• TASK DESCRIPTION
Continue the text on modernity and nature from where it stops.

TEXT PROVIDED START

3 Matching Annotations
- Apr 2016
But I have emphasized many times that ”modernism” carries with it another idea, that of emancipation from some stagnant, archaic and stifling past, so that ”modern” is always a way to orient action according to an arrow of time that distinguishes the past from the future. An essential component of the concept of modernity is the idea of a future toward which we travel after a radical rupture with the past.
The crucial formulation of Latour's argument—in tandem with the corollary, below, that "we have never been modern in the very simple sense that while we emancipated ourselves, each day we also more tightly entangled ourselves in the fabric of nature."
”Nature” isolated from its twin sister ”culture” is a phantom of Western anthropology. What we are dealing with instead are distributions of agencies with which we are all entangled in ways which are highly controversial and the reactions to which are almost always highly counterintuitive. Or to put it in my language, the world is not made of ”matters of fact” but rather of ”matters of concern”. ”Nature is but a name for excess”.

TEXT PROVIDED END
GIVEN INFORMATION START

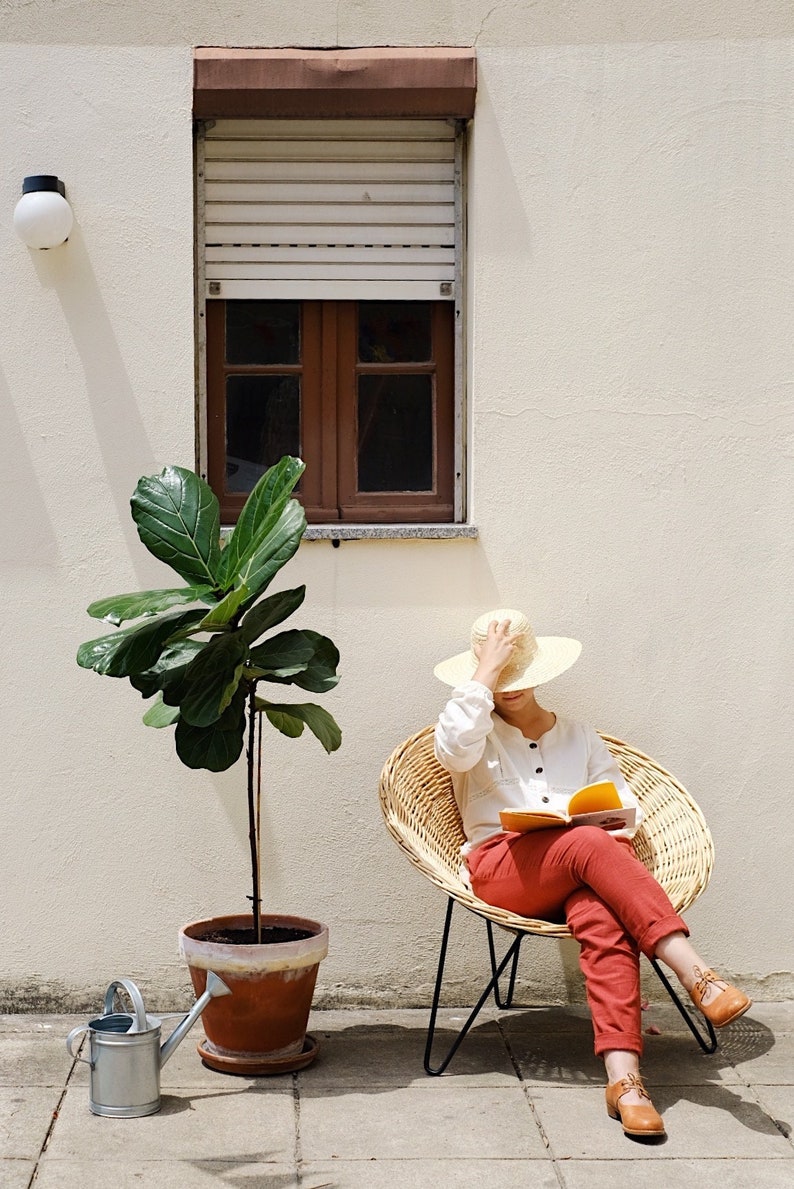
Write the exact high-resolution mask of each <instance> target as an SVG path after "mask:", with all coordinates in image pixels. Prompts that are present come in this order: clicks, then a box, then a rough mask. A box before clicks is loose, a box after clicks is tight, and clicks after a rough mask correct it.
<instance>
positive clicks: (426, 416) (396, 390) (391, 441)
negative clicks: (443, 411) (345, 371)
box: [358, 376, 433, 491]
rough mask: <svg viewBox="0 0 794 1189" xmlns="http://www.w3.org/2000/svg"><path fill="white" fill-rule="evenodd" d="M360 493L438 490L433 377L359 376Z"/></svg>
mask: <svg viewBox="0 0 794 1189" xmlns="http://www.w3.org/2000/svg"><path fill="white" fill-rule="evenodd" d="M358 489H359V491H431V490H433V377H431V376H359V392H358Z"/></svg>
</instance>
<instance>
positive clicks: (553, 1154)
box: [496, 1019, 563, 1185]
mask: <svg viewBox="0 0 794 1189" xmlns="http://www.w3.org/2000/svg"><path fill="white" fill-rule="evenodd" d="M496 1024H497V1030H498V1032H499V1036H500V1037H502V1043H503V1044H504V1046H505V1051H506V1053H508V1057H509V1059H510V1064H511V1065H512V1068H513V1071H515V1074H516V1077H517V1078H518V1084H519V1086H521V1089H522V1093H523V1095H524V1099H525V1100H527V1106H528V1107H529V1112H530V1114H531V1116H533V1121H534V1124H535V1126H536V1127H537V1131H538V1134H540V1137H541V1139H542V1141H543V1147H544V1149H546V1151H547V1152H548V1153H549V1156H550V1157H552V1166H553V1169H554V1175H555V1177H556V1178H557V1182H559V1183H560V1185H563V1181H562V1176H561V1174H560V1170H559V1168H557V1162H556V1158H555V1156H554V1152H553V1151H552V1144H550V1141H549V1137H548V1135H547V1134H546V1128H544V1127H543V1124H542V1122H541V1118H540V1115H538V1113H537V1111H536V1109H535V1103H534V1102H533V1099H531V1095H530V1093H529V1087H528V1084H527V1082H525V1081H524V1075H523V1074H522V1071H521V1065H519V1064H518V1059H517V1057H516V1056H515V1053H513V1051H512V1048H511V1045H510V1040H509V1038H508V1036H506V1033H505V1031H504V1028H503V1026H502V1020H500V1019H497V1021H496Z"/></svg>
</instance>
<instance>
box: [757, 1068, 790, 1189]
mask: <svg viewBox="0 0 794 1189" xmlns="http://www.w3.org/2000/svg"><path fill="white" fill-rule="evenodd" d="M750 1089H751V1092H752V1093H754V1094H755V1096H756V1097H757V1099H758V1102H760V1103H761V1106H762V1107H763V1109H764V1111H767V1112H768V1114H769V1116H770V1119H773V1121H774V1122H775V1126H776V1127H777V1130H779V1131H780V1132H781V1134H782V1135H784V1137H786V1138H787V1139H788V1140H789V1143H792V1145H794V1086H752V1087H751V1088H750ZM792 1182H793V1183H794V1177H792Z"/></svg>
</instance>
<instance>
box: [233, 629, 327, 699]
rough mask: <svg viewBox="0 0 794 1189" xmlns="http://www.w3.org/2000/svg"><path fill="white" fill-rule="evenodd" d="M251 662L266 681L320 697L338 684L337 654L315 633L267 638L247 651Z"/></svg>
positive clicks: (311, 631) (282, 631)
mask: <svg viewBox="0 0 794 1189" xmlns="http://www.w3.org/2000/svg"><path fill="white" fill-rule="evenodd" d="M251 662H252V663H253V665H254V666H256V667H257V669H258V671H259V672H260V673H261V675H263V677H266V679H267V680H269V681H277V682H282V684H284V682H285V684H289V685H297V686H300V687H301V688H302V690H310V691H311V692H314V693H324V692H326V691H327V690H333V687H334V686H335V685H336V682H338V681H339V677H338V674H336V665H338V663H339V652H338V650H336V647H335V644H333V643H332V641H330V640H328V637H327V636H321V635H320V634H319V633H317V631H308V630H305V629H304V630H292V631H282V633H279V635H277V636H271V637H270V640H266V641H265V643H264V644H258V646H257V647H256V648H252V649H251Z"/></svg>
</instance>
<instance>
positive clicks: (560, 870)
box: [468, 825, 689, 1053]
mask: <svg viewBox="0 0 794 1189" xmlns="http://www.w3.org/2000/svg"><path fill="white" fill-rule="evenodd" d="M468 869H470V873H471V877H472V889H473V892H474V894H475V895H477V897H479V898H480V900H485V901H486V904H492V905H496V906H497V907H499V908H508V911H509V912H516V913H518V914H519V916H522V917H535V918H536V919H540V920H561V919H565V920H566V921H567V924H568V927H569V929H571V932H572V933H573V936H574V937H575V938H576V940H578V942H579V946H580V951H579V964H580V967H581V970H582V974H584V975H585V983H586V987H587V1001H588V1004H590V1009H591V1013H592V1017H593V1032H594V1034H595V1052H597V1053H601V1052H604V1051H605V1050H607V1049H629V1050H631V1051H632V1052H639V1053H641V1052H642V1027H641V1024H639V1012H641V1006H639V951H642V952H643V954H644V955H645V956H647V957H653V956H654V954H655V950H656V946H657V945H658V943H660V942H661V939H662V938H663V937H668V936H669V935H670V933H675V932H682V933H686V936H687V937H688V936H689V930H688V929H687V926H686V924H685V923H683V920H681V918H680V917H679V916H678V914H676V913H675V912H674V910H673V905H672V904H670V901H669V899H668V898H667V894H666V893H664V892H663V891H662V888H661V887H660V886H658V883H657V882H656V880H655V879H654V876H653V875H651V874H650V872H649V870H648V869H647V868H645V867H643V864H642V863H641V862H639V860H638V858H637V856H636V855H635V853H634V848H632V847H631V843H630V842H629V839H628V838H613V837H612V836H611V835H609V833H605V832H604V830H599V829H598V826H587V825H582V826H575V828H574V829H562V830H537V831H535V832H533V833H500V835H497V836H496V837H494V838H489V841H487V842H484V843H483V844H481V845H480V847H478V848H477V849H475V850H473V851H472V854H471V855H470V856H468Z"/></svg>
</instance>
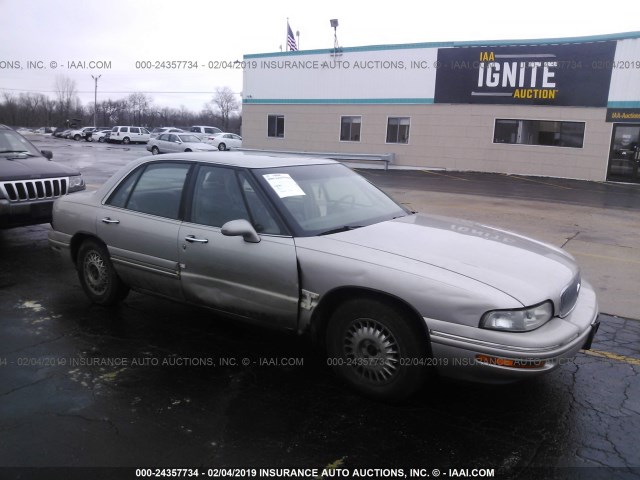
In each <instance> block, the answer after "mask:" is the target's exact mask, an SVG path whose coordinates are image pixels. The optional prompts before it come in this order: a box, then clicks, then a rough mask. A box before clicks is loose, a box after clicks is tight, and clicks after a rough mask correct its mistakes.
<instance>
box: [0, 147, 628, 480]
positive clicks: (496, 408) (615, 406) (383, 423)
mask: <svg viewBox="0 0 640 480" xmlns="http://www.w3.org/2000/svg"><path fill="white" fill-rule="evenodd" d="M33 140H34V142H35V143H36V145H37V146H38V147H39V148H47V149H51V150H52V151H53V152H54V160H55V161H59V162H61V163H64V164H68V165H71V166H75V167H77V168H79V169H80V170H81V171H82V172H83V174H84V176H85V179H86V181H87V183H88V188H90V189H91V188H95V187H97V186H99V185H101V184H102V183H103V182H104V181H105V180H106V179H107V178H108V177H109V176H110V175H111V174H112V173H113V172H114V171H115V170H116V169H118V168H119V167H120V166H121V165H124V164H125V163H126V162H128V161H130V160H133V159H135V158H138V157H140V156H142V155H145V154H147V153H148V152H147V151H146V149H145V147H144V146H142V145H129V146H122V145H108V144H96V143H86V142H74V141H69V140H59V139H52V138H50V137H39V136H36V137H34V138H33ZM359 170H360V171H361V173H363V174H364V175H365V176H366V177H367V178H368V179H369V180H370V181H372V182H373V183H375V184H377V185H379V186H380V187H381V188H383V189H384V190H385V191H387V192H388V193H390V194H391V195H392V196H394V197H395V198H396V199H398V200H399V201H400V202H402V203H404V204H406V205H408V206H409V207H410V208H412V209H415V210H418V211H424V212H431V213H435V214H443V215H451V216H456V217H461V218H466V219H471V220H476V221H479V222H481V223H487V224H492V225H496V226H499V227H502V228H505V229H510V230H515V231H518V232H520V233H523V234H525V235H530V236H534V237H537V238H539V239H541V240H544V241H547V242H549V243H552V244H554V245H558V246H562V247H563V248H565V249H567V250H568V251H569V252H571V253H572V254H573V255H574V256H575V257H576V259H577V260H578V262H579V263H580V264H581V266H582V268H583V271H584V275H585V277H586V278H588V279H589V281H590V282H591V283H592V284H593V285H594V287H595V289H596V291H597V293H598V298H599V301H600V306H601V311H602V312H603V315H602V317H601V320H602V326H601V328H600V331H599V333H598V335H597V336H596V339H595V342H594V345H593V349H592V350H591V351H589V352H581V353H579V354H578V356H577V357H576V359H575V360H574V361H572V362H570V363H567V364H566V365H563V366H562V368H560V369H558V370H556V371H554V372H552V373H551V374H549V375H547V376H545V377H542V378H538V379H535V380H533V381H528V382H524V383H518V384H513V385H500V386H486V385H476V384H471V383H458V382H451V381H445V380H443V379H439V378H435V379H433V380H432V381H430V382H429V383H428V384H427V385H426V386H425V387H424V388H423V389H422V390H421V391H420V392H419V393H418V394H417V395H415V396H414V397H412V398H411V399H410V400H408V401H406V402H404V403H402V404H400V405H387V404H383V403H379V402H375V401H372V400H369V399H367V398H363V397H361V396H359V395H357V394H354V393H352V392H351V391H348V390H346V389H345V388H344V387H343V385H342V384H341V383H340V382H339V381H338V380H337V379H336V378H335V377H334V375H333V374H332V372H331V371H330V369H329V368H328V367H327V365H326V361H325V360H324V358H323V356H322V354H321V353H320V352H317V351H316V350H314V348H313V347H312V346H310V345H309V344H308V343H307V342H305V341H304V340H303V339H300V338H297V337H294V336H288V335H283V334H278V333H273V332H270V331H265V330H260V329H256V328H255V327H250V326H246V325H239V324H236V323H233V322H231V321H229V320H225V319H222V318H216V317H214V316H213V315H212V314H211V313H210V312H208V311H205V310H202V309H197V308H194V307H189V306H185V305H180V304H176V303H172V302H169V301H165V300H161V299H158V298H153V297H149V296H144V295H140V294H132V295H130V297H129V298H128V299H127V300H126V301H125V302H124V304H123V305H121V306H120V307H118V308H115V309H109V308H102V307H97V306H94V305H91V304H90V303H89V302H88V300H87V298H86V297H85V295H84V293H83V292H82V289H81V287H80V284H79V282H78V280H77V277H76V273H75V271H74V270H73V267H72V265H71V263H70V262H69V261H68V260H67V259H66V258H59V257H57V256H54V255H52V254H51V252H50V250H49V248H48V243H47V232H48V229H49V226H48V225H39V226H34V227H26V228H17V229H13V230H7V231H0V318H1V319H2V322H1V323H0V396H1V398H2V401H1V402H0V435H1V437H0V438H2V448H0V466H2V468H0V478H5V477H6V478H38V479H39V478H47V479H49V478H136V469H156V468H158V469H170V468H173V469H191V470H192V473H193V471H195V469H198V470H197V473H198V476H200V477H205V478H208V477H218V478H229V477H231V476H236V477H237V476H243V477H245V478H251V477H253V478H258V477H267V476H271V477H274V478H276V477H277V478H283V477H288V478H291V477H293V478H314V477H317V478H320V477H322V476H323V475H322V474H323V470H326V471H325V472H324V473H325V475H324V477H325V478H331V476H342V477H343V478H344V477H348V478H353V477H357V476H358V474H365V475H359V476H361V477H367V478H437V477H445V478H446V477H460V476H482V477H492V478H499V479H503V478H517V479H538V478H580V479H582V478H587V479H605V478H606V479H609V478H621V479H622V478H624V479H627V478H640V450H639V449H638V447H637V445H638V442H639V441H640V381H639V378H640V377H639V374H640V297H639V296H638V285H640V273H638V272H639V271H640V236H639V235H638V231H640V215H639V211H640V186H638V185H621V184H598V183H587V182H576V181H567V180H559V179H539V178H531V177H519V176H505V175H487V174H460V173H451V172H438V171H419V170H412V171H408V170H390V171H388V172H385V171H382V170H370V169H362V168H359ZM83 467H87V468H88V467H101V468H100V469H92V470H83V469H82V468H83ZM234 469H235V470H234ZM253 469H255V470H256V471H255V472H254V471H253ZM260 469H267V470H266V471H263V472H261V471H260ZM269 469H274V470H275V471H272V470H269ZM288 469H300V470H297V471H293V472H292V471H289V470H288ZM153 473H155V471H154V472H153ZM161 473H162V471H160V474H161ZM270 473H273V475H270ZM138 474H140V472H138ZM234 474H237V475H234ZM240 474H243V475H240ZM276 474H277V475H276ZM294 474H295V475H294ZM138 476H139V475H138ZM145 476H148V475H145ZM163 476H167V475H163ZM169 476H172V475H169ZM174 476H175V475H174ZM182 476H187V475H186V474H185V475H182Z"/></svg>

GIVEN INFORMATION END

• RESPONSE TO THE TASK
"Matters of concern": I want to align this with my understanding of the dappled nature of the world.
Now for the definition of ”nature”. I think we could easily agree in this assembly that since nature is not ”wilderness” nor the outside, nor the harmonious providential balance, nor any sort of cybernetic machine, nor the opposite of artificial or technical, it would be much more expedient to forget entirely the word “nature” or to use it in William James’ definition: ”nature is but a name for excess”.
This quote from James by Latour is priceless, and deep: nature is but a name for excess. I need to track down the source.